| Directions for this task |
Edit the lines below so that "burning incense stick" becomes "lit incense stick", keeping everything else the same. Leave the pictures out of your answer.

※

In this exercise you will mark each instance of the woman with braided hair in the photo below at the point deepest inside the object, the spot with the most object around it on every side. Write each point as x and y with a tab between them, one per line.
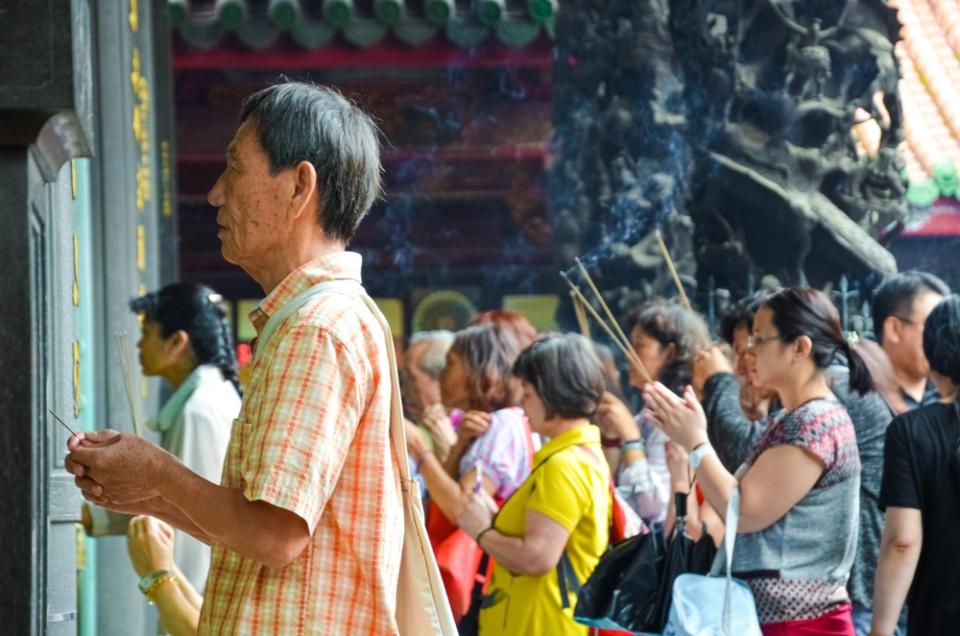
186	340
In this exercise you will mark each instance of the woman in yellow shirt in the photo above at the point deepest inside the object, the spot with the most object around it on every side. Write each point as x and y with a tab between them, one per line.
560	516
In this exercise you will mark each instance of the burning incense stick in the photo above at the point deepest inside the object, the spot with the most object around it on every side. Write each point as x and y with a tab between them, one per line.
627	351
581	316
673	271
124	352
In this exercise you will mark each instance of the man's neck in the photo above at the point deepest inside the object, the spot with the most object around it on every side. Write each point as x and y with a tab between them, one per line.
913	387
177	376
271	274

※

| Final result |
In this exercise you will mark each instance of the woman with braided hair in the photo below at the point deepest inside the object, the spot with the most object around it on every side. Write each point as x and y with a tab between them, one per line.
186	340
In this exercise you will mark each instance of the woman in yellow shirt in the photo above at the point deepest inside the object, the spot with the most object around it on every side. Write each point as x and y with a tab between them, one per line.
560	516
In this exercise you will mark each instance of the lit incense stick in the photo above at the point deepest inside the object, the spot with the most object around it on every side. Write each point as x and y with a tab between them, one per line.
627	351
581	316
673	271
124	352
In this exercise you will mark each instance of the man's neck in the photo above at the point deepest inside the object, the spot with the most object around it on every side. Write each point as x and y with a tab between them, one per line.
913	387
177	376
271	274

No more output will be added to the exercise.